The
year is 1984, and we open in
a foggy forest somewhere near Cumberland,
Maryland, as a trio of hunters make their
way along a well worn trail. Then, when
their dogs roust a couple of wired down
pheasants, the lead hunter shoots them
down, smiles, and hands the shotgun over
to one of his companions before climbing
over a railed fence to retrieve the game.
Not counting the dead bird's perspective,
all seems serene enough as we innocently
cut to a shot of the dogs sniffing for
more targets. But then another gunshot
shatters the silence, followed by a distressful
scream! We quickly pan back to see the man
who climbed the fence take another blast
to the chest before falling into a
bloodied heap.
S
Smiling
sinisterly at the corpse he just created,
the shooter sneers, saying rock and roll
is dead, and long live rock and roll.

········

Problems to work on:
**a)** From the passage about the hunting scene, list every action the lead hunter takes after the dogs roust the pheasants.
**b)** Answer these questions using the passage about the hunting scene:
(i) In what year does the scene take place?
(ii) Near which town is the forest located?
(iii) What does the shooter say while smiling at the corpse?

········

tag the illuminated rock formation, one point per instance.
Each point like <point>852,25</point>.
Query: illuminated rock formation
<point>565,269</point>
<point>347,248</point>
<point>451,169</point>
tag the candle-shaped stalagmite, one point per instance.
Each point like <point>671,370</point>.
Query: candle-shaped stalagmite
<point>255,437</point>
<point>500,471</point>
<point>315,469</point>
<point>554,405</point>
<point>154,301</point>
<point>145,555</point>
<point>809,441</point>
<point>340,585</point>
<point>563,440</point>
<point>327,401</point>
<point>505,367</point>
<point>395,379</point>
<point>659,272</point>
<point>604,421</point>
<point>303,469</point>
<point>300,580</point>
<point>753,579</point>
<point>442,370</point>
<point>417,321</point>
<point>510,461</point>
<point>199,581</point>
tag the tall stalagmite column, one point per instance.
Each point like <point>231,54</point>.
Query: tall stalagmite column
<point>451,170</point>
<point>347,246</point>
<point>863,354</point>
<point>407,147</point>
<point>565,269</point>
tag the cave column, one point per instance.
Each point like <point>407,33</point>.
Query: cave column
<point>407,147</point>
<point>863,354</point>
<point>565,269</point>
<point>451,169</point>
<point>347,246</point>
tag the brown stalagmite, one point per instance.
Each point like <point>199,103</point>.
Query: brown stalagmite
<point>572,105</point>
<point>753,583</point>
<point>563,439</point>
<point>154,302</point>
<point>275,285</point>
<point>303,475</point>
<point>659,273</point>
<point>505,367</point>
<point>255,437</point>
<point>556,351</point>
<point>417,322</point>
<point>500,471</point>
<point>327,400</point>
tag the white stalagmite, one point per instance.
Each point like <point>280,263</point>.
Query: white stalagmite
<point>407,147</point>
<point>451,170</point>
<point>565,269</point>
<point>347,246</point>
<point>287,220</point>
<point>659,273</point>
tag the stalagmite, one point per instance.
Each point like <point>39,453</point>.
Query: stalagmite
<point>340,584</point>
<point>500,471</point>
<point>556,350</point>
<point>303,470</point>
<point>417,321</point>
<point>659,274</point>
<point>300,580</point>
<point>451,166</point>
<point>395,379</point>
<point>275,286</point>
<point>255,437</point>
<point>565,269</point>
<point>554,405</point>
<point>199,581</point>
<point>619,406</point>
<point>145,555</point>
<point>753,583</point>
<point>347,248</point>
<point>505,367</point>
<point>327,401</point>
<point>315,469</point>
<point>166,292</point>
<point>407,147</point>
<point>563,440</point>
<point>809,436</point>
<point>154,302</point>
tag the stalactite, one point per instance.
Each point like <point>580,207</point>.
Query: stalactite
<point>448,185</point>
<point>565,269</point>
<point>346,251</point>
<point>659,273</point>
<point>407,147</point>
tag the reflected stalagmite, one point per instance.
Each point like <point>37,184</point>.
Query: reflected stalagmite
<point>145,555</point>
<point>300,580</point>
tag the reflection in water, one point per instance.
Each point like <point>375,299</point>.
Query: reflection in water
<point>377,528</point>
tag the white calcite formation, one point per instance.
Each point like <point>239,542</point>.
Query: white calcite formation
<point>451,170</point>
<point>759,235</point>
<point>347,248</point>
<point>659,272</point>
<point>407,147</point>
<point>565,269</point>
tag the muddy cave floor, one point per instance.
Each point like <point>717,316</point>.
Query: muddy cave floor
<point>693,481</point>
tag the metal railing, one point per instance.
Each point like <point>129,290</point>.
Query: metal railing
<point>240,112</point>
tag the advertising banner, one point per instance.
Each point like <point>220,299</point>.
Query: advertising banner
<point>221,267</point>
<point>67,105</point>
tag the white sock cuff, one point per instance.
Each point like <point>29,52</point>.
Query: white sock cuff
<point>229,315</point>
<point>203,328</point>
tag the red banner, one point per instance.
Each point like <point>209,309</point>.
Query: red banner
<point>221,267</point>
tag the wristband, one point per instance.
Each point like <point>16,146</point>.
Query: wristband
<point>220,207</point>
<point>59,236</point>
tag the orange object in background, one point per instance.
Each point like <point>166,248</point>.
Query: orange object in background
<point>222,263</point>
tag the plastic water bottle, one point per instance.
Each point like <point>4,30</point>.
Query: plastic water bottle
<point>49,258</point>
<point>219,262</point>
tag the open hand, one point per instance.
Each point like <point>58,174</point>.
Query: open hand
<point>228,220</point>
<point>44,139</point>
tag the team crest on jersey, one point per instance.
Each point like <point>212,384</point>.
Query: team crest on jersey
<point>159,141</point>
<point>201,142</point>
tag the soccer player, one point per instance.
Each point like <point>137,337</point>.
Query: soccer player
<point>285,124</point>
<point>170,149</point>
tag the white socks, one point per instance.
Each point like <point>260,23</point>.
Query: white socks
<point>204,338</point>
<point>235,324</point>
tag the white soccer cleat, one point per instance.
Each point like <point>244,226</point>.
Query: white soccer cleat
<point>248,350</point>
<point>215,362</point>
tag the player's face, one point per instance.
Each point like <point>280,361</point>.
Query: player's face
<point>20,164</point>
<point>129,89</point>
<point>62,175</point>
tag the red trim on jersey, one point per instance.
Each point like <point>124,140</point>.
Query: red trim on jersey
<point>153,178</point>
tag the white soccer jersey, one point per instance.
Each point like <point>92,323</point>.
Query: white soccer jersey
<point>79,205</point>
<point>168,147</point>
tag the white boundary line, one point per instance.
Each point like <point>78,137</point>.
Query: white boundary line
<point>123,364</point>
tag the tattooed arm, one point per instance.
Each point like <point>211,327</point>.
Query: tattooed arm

········

Answers by task:
**a)**
He shoots the pheasants down.
He smiles.
He hands the shotgun to one of his companions.
He climbs over a railed fence to retrieve the game.

**b)**
(i) 1984
(ii) Cumberland, Maryland
(iii) He says that rock and roll is dead, and long live rock and roll.